* [Tasks to perform]
**a)** Reproduce the stretch of the Spectre explosion article from "When you combine" through "matter of interpretation." word for word.
**b)** Render this sentence from the Spectre explosion article in Spanish: "Today, Daniel Craig, Léa Seydoux, and producer Barbara Broccoli accepted the award from Guinness on behalf of Chris Corbould."

* [Source text]

In a new video released yesterday by Sony Pictures, we get an inside look at the process of bringing that explosion to life. Check it out:

To sum up, Corbould and his team used 8,418 liters of kerosene and 24 individual charges, each fitted with a tiny computer for precise control of the explosion, to pull off this single high octane shot. The final explosion was the equivalent of  68.47 tons of TNT, and the explosion lasted for over 7.5 seconds. Today, Daniel Craig, Léa Seydoux, and producer Barbara Broccoli accepted the award from Guinness on behalf of Chris Corbould.

When you combine this explosive shot with some of the other major action sequences in the film, it's clear that the production team was trying to create a more immersive and realistic experience for the audience by capturing as much of these sequences in camera as possible. Here are a few of the BTS videos that show off the production of Spectre's insane action sequences.

Regardless of whether you're a fan of the Bond franchise, or action films in general, it's interesting to note Hollywood's shift back towards practical effects and in-camera action sequences. Thanks in part to films like Mad Max: Fury Road, practical effects are exploding in popularity, and are even being used as a part of the marketing campaigns for films like this. Whether that means practical effects are experiencing a renaissance, though, is a matter of interpretation.

Still, congrats to Chris Corbould and the entire Spectre VFX team for their historic explosion.

* [Data excerpts]

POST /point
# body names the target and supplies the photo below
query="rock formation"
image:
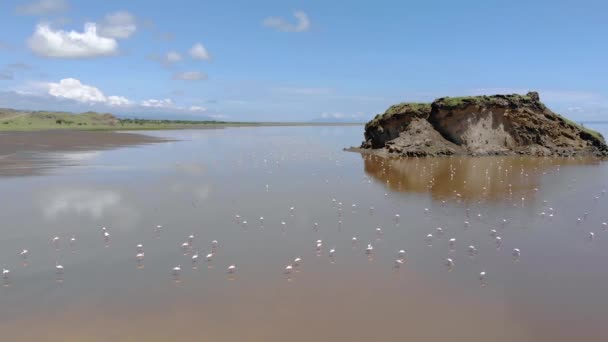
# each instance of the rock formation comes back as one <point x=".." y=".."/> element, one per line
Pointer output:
<point x="480" y="125"/>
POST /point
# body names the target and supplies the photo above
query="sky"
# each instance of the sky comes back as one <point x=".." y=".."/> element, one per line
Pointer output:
<point x="287" y="60"/>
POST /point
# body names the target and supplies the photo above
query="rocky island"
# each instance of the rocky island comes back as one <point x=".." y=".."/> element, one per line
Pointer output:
<point x="480" y="125"/>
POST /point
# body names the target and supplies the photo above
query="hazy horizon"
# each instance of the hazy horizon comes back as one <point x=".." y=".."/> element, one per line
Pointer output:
<point x="297" y="61"/>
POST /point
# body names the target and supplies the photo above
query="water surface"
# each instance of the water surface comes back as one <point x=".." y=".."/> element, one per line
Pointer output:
<point x="197" y="184"/>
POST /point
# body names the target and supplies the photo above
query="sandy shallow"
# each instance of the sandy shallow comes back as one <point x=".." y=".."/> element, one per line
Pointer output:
<point x="32" y="153"/>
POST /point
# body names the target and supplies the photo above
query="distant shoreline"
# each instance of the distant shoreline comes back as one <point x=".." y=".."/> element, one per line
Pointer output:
<point x="152" y="127"/>
<point x="12" y="120"/>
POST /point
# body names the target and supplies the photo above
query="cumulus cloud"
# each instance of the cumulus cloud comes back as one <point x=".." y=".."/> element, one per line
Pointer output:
<point x="42" y="7"/>
<point x="154" y="103"/>
<point x="6" y="75"/>
<point x="303" y="90"/>
<point x="280" y="24"/>
<point x="197" y="109"/>
<point x="198" y="51"/>
<point x="71" y="44"/>
<point x="173" y="57"/>
<point x="119" y="25"/>
<point x="73" y="89"/>
<point x="190" y="76"/>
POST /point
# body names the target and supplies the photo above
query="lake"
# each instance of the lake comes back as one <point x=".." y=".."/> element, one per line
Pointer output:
<point x="217" y="184"/>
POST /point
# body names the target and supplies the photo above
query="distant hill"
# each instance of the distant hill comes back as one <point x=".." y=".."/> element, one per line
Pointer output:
<point x="20" y="120"/>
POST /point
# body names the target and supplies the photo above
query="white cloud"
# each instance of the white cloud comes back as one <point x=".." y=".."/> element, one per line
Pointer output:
<point x="71" y="44"/>
<point x="197" y="109"/>
<point x="198" y="51"/>
<point x="190" y="76"/>
<point x="73" y="89"/>
<point x="303" y="90"/>
<point x="153" y="103"/>
<point x="173" y="57"/>
<point x="218" y="116"/>
<point x="280" y="24"/>
<point x="118" y="25"/>
<point x="6" y="75"/>
<point x="42" y="7"/>
<point x="118" y="101"/>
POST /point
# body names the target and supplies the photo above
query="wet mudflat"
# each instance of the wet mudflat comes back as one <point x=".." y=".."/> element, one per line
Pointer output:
<point x="269" y="195"/>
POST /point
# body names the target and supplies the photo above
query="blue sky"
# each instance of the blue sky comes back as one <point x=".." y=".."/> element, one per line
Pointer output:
<point x="288" y="60"/>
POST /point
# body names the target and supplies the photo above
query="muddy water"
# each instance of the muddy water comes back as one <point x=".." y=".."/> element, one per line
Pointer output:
<point x="196" y="185"/>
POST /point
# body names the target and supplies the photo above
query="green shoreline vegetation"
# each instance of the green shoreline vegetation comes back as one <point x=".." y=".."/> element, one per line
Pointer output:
<point x="21" y="120"/>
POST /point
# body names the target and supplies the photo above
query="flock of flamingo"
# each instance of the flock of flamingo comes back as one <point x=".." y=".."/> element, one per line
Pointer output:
<point x="195" y="255"/>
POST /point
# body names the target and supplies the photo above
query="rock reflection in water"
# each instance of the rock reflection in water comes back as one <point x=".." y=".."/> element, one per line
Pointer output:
<point x="466" y="178"/>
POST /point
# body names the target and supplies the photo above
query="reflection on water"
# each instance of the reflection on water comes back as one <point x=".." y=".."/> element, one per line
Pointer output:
<point x="145" y="238"/>
<point x="464" y="178"/>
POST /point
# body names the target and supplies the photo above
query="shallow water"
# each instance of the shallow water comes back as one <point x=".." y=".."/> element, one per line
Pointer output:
<point x="554" y="292"/>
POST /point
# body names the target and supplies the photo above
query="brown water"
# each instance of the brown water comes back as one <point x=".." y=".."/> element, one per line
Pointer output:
<point x="554" y="292"/>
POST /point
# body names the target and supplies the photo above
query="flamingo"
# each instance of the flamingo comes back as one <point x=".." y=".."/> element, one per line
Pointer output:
<point x="297" y="261"/>
<point x="24" y="253"/>
<point x="288" y="269"/>
<point x="232" y="269"/>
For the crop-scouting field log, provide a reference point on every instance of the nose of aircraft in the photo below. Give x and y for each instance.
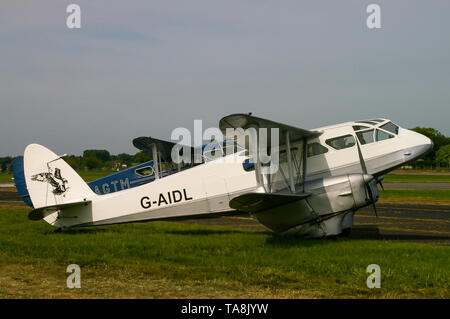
(419, 145)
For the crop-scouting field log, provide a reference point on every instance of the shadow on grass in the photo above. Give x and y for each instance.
(78, 231)
(372, 232)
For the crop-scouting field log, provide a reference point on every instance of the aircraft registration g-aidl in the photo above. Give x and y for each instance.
(324, 176)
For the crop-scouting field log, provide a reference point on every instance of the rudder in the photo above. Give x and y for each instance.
(50, 180)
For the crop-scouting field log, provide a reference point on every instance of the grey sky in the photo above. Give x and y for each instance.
(146, 67)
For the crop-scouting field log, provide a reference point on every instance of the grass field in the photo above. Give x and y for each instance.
(166, 260)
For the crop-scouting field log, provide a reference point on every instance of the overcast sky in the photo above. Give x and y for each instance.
(143, 68)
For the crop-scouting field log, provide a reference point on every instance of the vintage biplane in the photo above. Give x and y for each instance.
(324, 176)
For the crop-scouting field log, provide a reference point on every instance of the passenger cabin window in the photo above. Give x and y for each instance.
(365, 137)
(359, 127)
(316, 149)
(341, 142)
(144, 171)
(382, 135)
(248, 165)
(390, 127)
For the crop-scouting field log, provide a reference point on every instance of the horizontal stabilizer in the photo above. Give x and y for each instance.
(42, 212)
(255, 202)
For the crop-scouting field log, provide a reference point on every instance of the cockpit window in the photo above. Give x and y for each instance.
(144, 171)
(359, 127)
(390, 127)
(382, 135)
(367, 122)
(341, 142)
(365, 137)
(316, 149)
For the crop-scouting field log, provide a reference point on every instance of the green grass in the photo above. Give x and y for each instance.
(416, 194)
(162, 259)
(6, 178)
(394, 178)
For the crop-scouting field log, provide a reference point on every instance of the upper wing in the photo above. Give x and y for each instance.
(246, 120)
(145, 144)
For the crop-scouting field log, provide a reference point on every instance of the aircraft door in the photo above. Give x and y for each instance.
(216, 193)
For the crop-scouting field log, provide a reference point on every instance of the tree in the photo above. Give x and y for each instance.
(141, 157)
(102, 155)
(438, 139)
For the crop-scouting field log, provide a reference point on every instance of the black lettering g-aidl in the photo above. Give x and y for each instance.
(147, 204)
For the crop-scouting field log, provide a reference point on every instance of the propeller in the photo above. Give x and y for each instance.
(364, 170)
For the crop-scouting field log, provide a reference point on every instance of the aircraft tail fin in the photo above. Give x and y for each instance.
(19, 180)
(50, 180)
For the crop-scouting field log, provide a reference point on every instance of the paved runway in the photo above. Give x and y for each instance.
(419, 223)
(416, 185)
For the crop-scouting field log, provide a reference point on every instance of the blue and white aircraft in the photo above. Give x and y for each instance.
(122, 180)
(324, 176)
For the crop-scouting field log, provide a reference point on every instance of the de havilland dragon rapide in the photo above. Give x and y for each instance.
(323, 177)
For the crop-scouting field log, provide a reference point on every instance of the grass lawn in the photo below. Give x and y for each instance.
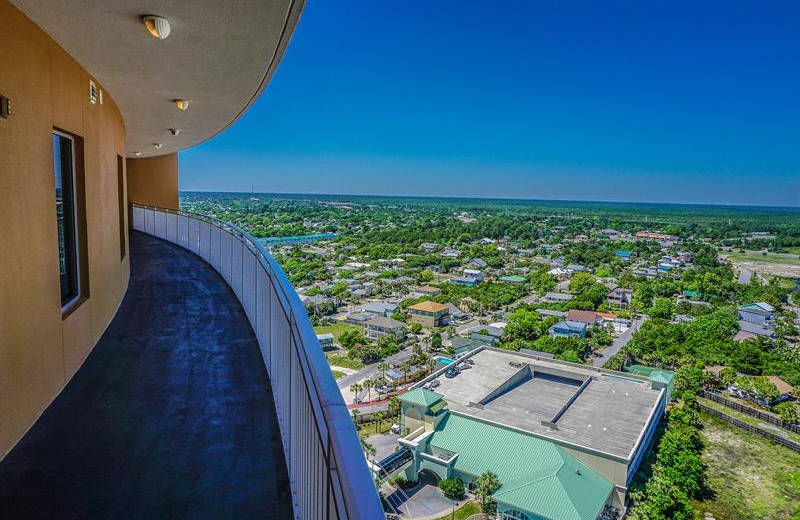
(367, 429)
(464, 512)
(750, 477)
(749, 419)
(346, 362)
(770, 258)
(337, 329)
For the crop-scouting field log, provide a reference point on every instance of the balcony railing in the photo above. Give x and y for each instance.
(327, 468)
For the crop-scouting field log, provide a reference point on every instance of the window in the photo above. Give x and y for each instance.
(66, 216)
(122, 208)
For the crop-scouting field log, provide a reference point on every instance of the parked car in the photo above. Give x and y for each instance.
(451, 373)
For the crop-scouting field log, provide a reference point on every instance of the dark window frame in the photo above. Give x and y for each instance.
(73, 285)
(123, 231)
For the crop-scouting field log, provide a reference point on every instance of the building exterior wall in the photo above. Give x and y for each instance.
(153, 181)
(39, 349)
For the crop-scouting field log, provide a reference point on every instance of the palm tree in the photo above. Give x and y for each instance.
(431, 364)
(405, 367)
(378, 416)
(369, 449)
(487, 484)
(367, 385)
(355, 388)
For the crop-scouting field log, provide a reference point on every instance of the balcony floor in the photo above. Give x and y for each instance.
(171, 415)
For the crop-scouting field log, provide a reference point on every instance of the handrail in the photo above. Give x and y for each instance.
(350, 492)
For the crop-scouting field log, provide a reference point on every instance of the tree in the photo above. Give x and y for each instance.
(356, 388)
(452, 488)
(436, 340)
(394, 406)
(662, 308)
(581, 283)
(405, 368)
(486, 485)
(787, 412)
(378, 417)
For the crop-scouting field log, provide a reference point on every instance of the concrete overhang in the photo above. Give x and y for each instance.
(219, 56)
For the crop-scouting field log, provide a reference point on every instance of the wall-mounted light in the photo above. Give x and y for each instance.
(157, 26)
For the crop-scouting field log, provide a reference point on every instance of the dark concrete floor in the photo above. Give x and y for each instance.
(171, 415)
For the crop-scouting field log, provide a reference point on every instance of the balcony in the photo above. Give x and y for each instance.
(208, 396)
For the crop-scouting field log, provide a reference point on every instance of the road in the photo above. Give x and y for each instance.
(368, 372)
(619, 342)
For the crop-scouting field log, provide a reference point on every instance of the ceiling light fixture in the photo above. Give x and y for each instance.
(157, 26)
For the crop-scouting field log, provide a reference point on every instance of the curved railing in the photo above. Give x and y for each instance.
(327, 468)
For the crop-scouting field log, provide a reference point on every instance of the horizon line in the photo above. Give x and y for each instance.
(497, 199)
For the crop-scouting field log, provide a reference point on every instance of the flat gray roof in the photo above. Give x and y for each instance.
(609, 412)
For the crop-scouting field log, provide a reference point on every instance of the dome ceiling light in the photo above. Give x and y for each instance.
(157, 26)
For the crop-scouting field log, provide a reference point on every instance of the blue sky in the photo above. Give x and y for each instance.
(629, 101)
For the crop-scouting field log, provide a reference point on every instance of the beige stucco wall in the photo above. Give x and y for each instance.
(153, 181)
(40, 351)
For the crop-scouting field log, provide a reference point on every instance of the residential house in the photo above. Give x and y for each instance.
(479, 263)
(455, 313)
(325, 340)
(427, 290)
(566, 328)
(620, 297)
(513, 279)
(428, 313)
(547, 313)
(380, 326)
(553, 297)
(588, 317)
(760, 313)
(474, 274)
(748, 329)
(381, 308)
(463, 280)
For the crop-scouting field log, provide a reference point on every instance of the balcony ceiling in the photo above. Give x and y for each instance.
(220, 56)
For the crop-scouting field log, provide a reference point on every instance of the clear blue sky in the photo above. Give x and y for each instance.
(631, 101)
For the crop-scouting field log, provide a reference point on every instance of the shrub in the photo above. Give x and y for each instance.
(452, 488)
(787, 412)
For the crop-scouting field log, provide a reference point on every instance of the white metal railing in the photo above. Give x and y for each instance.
(327, 468)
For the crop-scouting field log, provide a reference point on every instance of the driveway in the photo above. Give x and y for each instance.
(384, 444)
(368, 372)
(619, 342)
(421, 502)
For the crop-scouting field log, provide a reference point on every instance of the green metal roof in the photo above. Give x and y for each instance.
(513, 278)
(438, 406)
(536, 475)
(421, 396)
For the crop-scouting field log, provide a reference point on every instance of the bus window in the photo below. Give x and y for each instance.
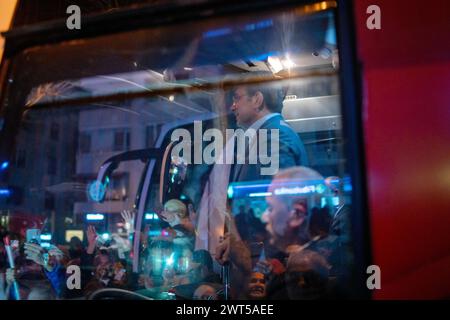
(198, 161)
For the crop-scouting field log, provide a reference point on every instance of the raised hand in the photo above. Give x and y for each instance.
(3, 291)
(35, 253)
(128, 218)
(92, 239)
(223, 250)
(54, 251)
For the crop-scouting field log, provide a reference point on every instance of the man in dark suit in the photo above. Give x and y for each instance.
(258, 107)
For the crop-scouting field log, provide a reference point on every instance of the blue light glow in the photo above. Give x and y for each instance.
(151, 216)
(171, 259)
(95, 216)
(230, 192)
(217, 33)
(4, 165)
(259, 25)
(5, 192)
(260, 194)
(46, 236)
(45, 245)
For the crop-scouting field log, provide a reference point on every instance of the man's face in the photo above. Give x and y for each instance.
(244, 107)
(257, 286)
(277, 217)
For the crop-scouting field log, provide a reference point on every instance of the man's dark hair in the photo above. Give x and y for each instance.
(272, 91)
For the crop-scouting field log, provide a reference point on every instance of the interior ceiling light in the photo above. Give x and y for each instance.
(275, 64)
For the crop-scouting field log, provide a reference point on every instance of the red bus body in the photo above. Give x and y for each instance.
(406, 117)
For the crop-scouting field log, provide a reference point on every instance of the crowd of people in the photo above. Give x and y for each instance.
(300, 249)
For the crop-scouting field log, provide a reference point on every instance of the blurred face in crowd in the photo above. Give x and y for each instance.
(205, 292)
(283, 216)
(257, 286)
(174, 211)
(246, 107)
(306, 276)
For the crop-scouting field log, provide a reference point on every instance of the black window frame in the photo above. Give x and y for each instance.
(127, 19)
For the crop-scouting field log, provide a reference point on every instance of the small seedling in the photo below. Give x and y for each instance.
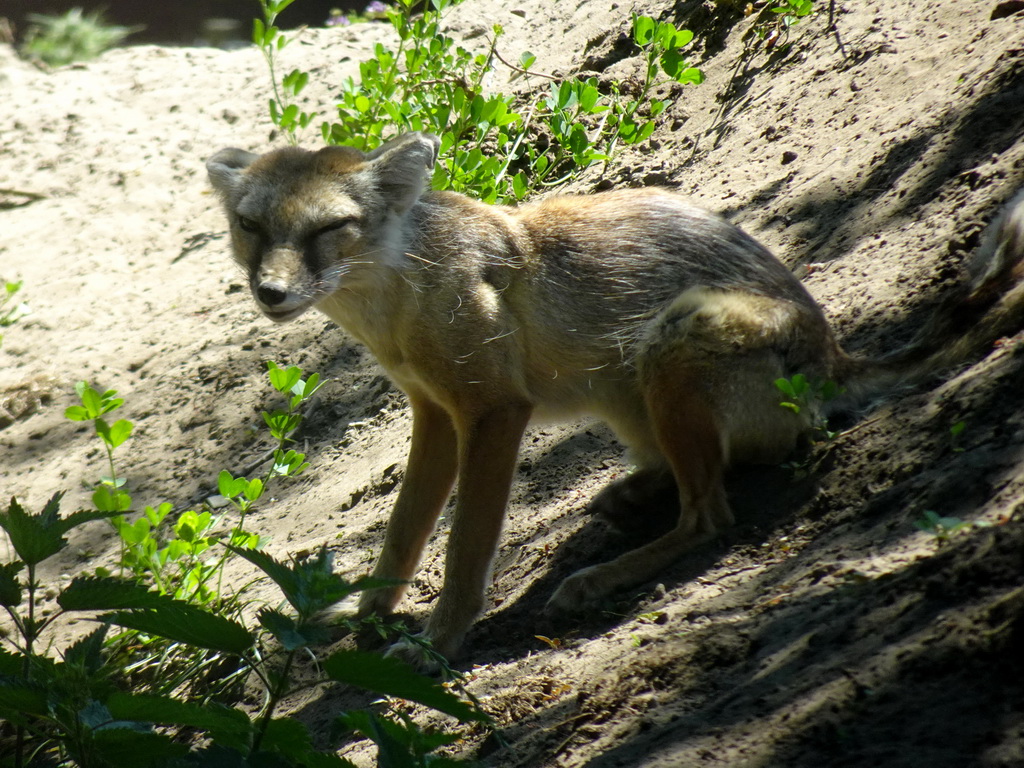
(75, 36)
(803, 395)
(10, 312)
(954, 434)
(942, 527)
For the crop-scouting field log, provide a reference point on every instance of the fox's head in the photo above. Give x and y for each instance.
(305, 224)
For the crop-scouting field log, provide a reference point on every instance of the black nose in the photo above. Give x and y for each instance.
(270, 294)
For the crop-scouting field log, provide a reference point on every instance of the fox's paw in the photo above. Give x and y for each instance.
(416, 655)
(583, 590)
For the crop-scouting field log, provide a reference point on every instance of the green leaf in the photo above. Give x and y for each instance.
(87, 652)
(185, 624)
(283, 379)
(34, 537)
(166, 711)
(18, 698)
(110, 502)
(77, 413)
(119, 744)
(392, 677)
(109, 593)
(643, 30)
(254, 489)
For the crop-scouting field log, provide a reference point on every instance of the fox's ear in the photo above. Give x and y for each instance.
(402, 167)
(225, 167)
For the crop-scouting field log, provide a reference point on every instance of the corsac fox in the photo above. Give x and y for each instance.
(663, 320)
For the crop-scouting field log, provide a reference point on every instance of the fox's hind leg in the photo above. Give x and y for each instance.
(707, 373)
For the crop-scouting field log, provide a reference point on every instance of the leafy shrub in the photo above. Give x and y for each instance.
(495, 146)
(75, 36)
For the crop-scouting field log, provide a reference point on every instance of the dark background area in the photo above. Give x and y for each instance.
(178, 23)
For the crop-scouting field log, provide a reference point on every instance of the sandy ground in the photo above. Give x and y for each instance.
(825, 629)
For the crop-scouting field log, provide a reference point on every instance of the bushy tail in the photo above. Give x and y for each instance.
(988, 306)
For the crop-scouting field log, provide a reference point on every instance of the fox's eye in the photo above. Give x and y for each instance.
(334, 226)
(248, 224)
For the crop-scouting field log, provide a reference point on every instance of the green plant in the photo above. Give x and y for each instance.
(495, 146)
(954, 436)
(775, 18)
(76, 36)
(73, 711)
(10, 312)
(87, 708)
(940, 527)
(285, 113)
(943, 528)
(806, 396)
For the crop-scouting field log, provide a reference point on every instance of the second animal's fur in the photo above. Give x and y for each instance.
(663, 320)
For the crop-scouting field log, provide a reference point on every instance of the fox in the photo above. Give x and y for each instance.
(633, 306)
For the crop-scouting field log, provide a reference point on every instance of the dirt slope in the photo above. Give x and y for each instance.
(825, 629)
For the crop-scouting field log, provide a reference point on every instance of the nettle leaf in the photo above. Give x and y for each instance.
(166, 711)
(34, 537)
(185, 624)
(19, 698)
(87, 652)
(392, 677)
(120, 743)
(108, 593)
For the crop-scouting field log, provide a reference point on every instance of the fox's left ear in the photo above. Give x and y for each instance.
(225, 167)
(403, 166)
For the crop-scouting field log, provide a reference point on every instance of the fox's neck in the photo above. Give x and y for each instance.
(378, 298)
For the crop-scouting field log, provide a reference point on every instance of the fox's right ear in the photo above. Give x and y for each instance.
(225, 167)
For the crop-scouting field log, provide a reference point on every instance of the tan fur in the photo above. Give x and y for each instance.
(634, 306)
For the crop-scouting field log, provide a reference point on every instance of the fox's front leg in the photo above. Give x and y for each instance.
(487, 448)
(429, 476)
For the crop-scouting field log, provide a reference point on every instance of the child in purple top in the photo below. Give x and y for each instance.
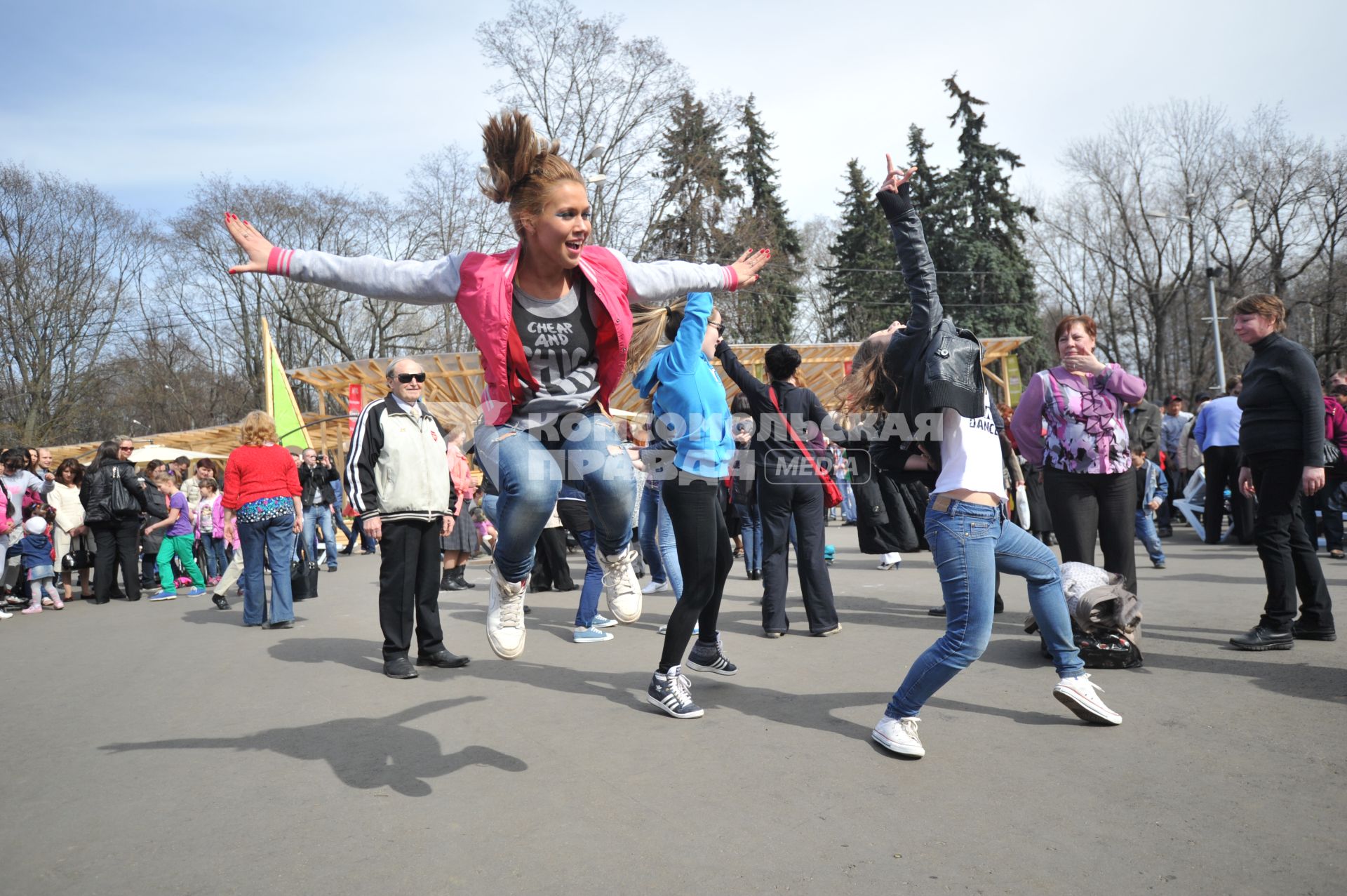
(178, 541)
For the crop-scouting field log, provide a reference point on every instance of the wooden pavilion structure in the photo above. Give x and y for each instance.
(455, 389)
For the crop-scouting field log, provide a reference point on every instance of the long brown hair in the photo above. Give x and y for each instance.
(522, 168)
(864, 389)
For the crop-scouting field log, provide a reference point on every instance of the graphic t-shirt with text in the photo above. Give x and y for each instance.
(558, 338)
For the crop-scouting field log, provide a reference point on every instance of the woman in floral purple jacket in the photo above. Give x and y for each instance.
(1083, 449)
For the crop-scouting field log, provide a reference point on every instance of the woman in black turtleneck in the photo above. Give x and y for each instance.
(1281, 439)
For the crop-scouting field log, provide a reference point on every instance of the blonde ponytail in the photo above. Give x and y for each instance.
(648, 323)
(521, 168)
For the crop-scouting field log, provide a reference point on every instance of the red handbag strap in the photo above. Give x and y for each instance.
(808, 457)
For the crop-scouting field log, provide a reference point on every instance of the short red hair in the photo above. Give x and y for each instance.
(1070, 321)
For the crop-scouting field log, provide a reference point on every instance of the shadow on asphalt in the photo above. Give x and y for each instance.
(625, 689)
(234, 616)
(363, 752)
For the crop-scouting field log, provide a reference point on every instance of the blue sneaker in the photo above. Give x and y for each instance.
(588, 635)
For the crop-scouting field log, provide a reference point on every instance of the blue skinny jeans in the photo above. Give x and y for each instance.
(970, 543)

* [Your written answers]
**a)**
When you combine this explosive shot with some of the other major action sequences in the film, it's clear that the production team was trying to create a more immersive and realistic experience for the audience by capturing as much of these sequences in camera as possible. Here are a few of the BTS videos that show off the production of Spectre's insane action sequences.

Regardless of whether you're a fan of the Bond franchise, or action films in general, it's interesting to note Hollywood's shift back towards practical effects and in-camera action sequences. Thanks in part to films like Mad Max: Fury Road, practical effects are exploding in popularity, and are even being used as a part of the marketing campaigns for films like this. Whether that means practical effects are experiencing a renaissance, though, is a matter of interpretation.

**b)** Hoy, Daniel Craig, Léa Seydoux y la productora Barbara Broccoli aceptaron el premio de Guinness en nombre de Chris Corbould.